Work to complete ▸
1. Using the Advent sermon below, decide whether each statement agrees with it: (a) John the Baptist's story is found in all four gospels; (b) the first reading is from Matthew; (c) pastors often shy away from preaching about judgment. Answer yes or no for each, quoting the words of the sermon that settle it.
2. On what date was the Advent sermon below preached?

Given passage ▸
○ ○ ○ ○ ○

“Make His Paths Straight(away)”

Unity Lutheran Church + Cross of Life Campus
8 December 2019 + Advent 2A
Matthew 3.1-12; Isaiah 11.1-10
Rev. Josh Evans, preaching



I have an idea: John the Baptist themed Christmas cards! Picture it: A brightly colored picture of John on the cover, dressed in his best camel’s hair outfit, holding a baggie of fresh locusts, just in case he gets hungry, with the greeting: “Prepare the way of the Lord!” On the inside: “Merry Christmas, you brood of vipers!”

Or maybe one showing John in action, wielding a shiny new ax, with the greeting: “He’s making a list and checking it twice…and is going to find out if you’re bearing good fruit or not!”

Or what about one with a more abstract, artistic approach: softly flickering candles on the front…and then on the inside, a blazing inferno: “Wishing you a happy holiday of unquenchable fire!”

Every year on the Second Sunday of Advent, John the Baptist stands at the center of our Christmas preparations. There’s no getting to the silent night, holy night, in the little town of Bethlehem without getting past John – with all his rough edges. His storyline appears in all four gospels. There’s simply no Jesus without John. But his message feels undisputedly harsh – not exactly the warm fuzzies of a happy holiday.

Then there’s Isaiah’s vision from our first reading: the “peaceable kingdom” where wolf and lamb, leopard and kid, calf and lion, nursing child and snake, shall dwell together in harmony. It seems a far cry from John’s message…but we can’t get to Isaiah’s vision of peace and justice and hope without John’s message of judgment and repentance. Indeed, the ax at the root of the tree needs to cut down what is dead in order for the new shoot to come out of its stump.

But we don’t like to talk about judgment very much. We don’t like to hear it, and we pastors often shy away from preaching it. And for good reason, since judgment has so often been misused in Christian circles to assert moral superiority and justify hatred and discrimination against entire groups of people. In fact, didn’t Jesus himself say something about “judge not, lest you be judged”? And yet our gospel text calls us squarely and clearly to judgment: Every tree that doesn’t bear good fruit will be cut down and burned.

If last week’s gospel didn’t sufficiently scare you with talk of an unknown day and hour and “one will be taken and one will be left,” John the Baptist gives us: brood of vipers, stray axes lying around, unquenchable fire…this is scary stuff. But is it any scarier than what John calls us to clear away to prepare the way of the Lord?

We live in scary times: with violence between nations and on our city streets, environmental disasters threatening our planet and all who live on it, and an increasingly polarized and divisive culture that only seems to be getting worse. It feels like we don’t even know how to talk with each other anymore. We vilify those we disagree with. We call them names. We post all sorts of things on social media. Even within groups of “our own people,” we can’t seem to get along: “You’re not [blank] enough.” “Well, you must not be a real [fill in the blank].”

Truth be told, we’re dehumanizing and distancing ourselves from each other, and it makes it really easy to judge a person when we don’t truly know them, let alone take time to have a conversation with that doesn’t involve yelling at them.

○ ○ ○ ○ ○

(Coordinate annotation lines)
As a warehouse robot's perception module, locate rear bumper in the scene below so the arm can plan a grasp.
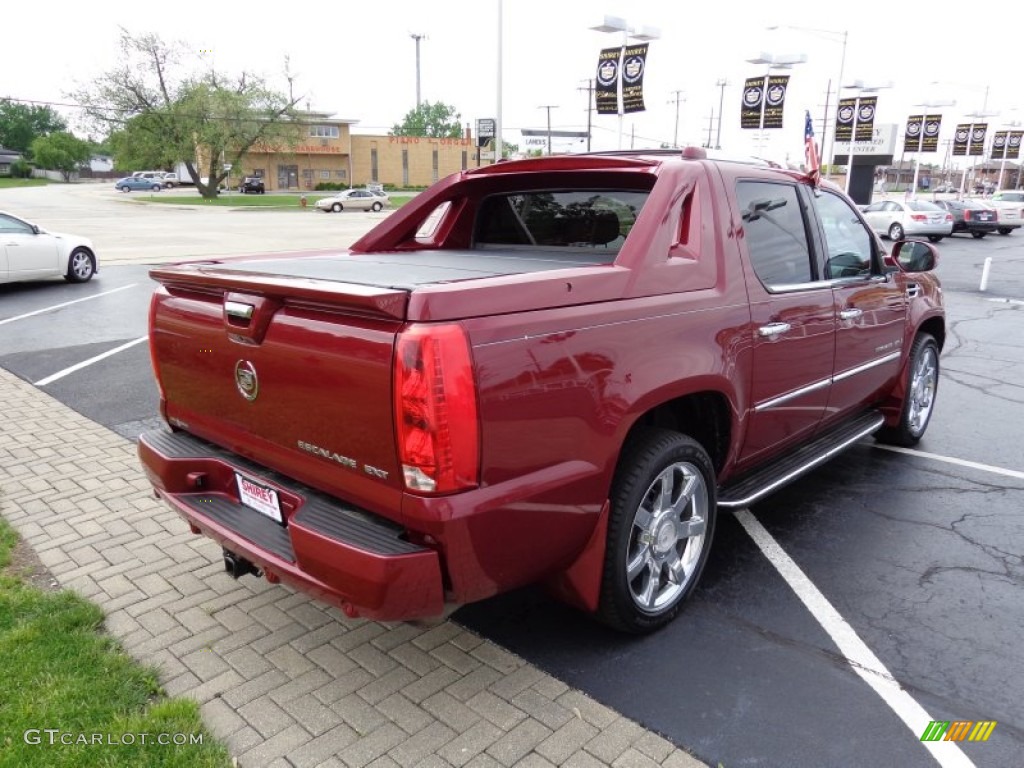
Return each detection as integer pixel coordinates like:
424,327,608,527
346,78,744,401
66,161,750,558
138,429,444,621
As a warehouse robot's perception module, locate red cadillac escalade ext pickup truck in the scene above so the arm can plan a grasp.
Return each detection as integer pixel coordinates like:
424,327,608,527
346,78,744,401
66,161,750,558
138,148,946,632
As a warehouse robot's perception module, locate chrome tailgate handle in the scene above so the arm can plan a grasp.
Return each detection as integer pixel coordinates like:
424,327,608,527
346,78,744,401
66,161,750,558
224,301,256,323
758,323,793,336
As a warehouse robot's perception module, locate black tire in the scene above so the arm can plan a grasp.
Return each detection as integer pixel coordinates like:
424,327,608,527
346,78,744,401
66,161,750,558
597,429,717,634
65,248,96,283
874,333,939,447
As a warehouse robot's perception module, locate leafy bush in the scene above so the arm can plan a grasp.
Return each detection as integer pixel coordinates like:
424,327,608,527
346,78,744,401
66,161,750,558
10,160,32,178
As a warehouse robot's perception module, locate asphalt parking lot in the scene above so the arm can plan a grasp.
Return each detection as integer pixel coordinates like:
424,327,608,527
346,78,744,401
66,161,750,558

○ ○ ○ ○ ○

Answers provided ▸
1.
(a) Yes: "His storyline appears in all four gospels."
(b) No: "Isaiah’s vision from our first reading"
(c) Yes: "we pastors often shy away from preaching it."

2. 8 December 2019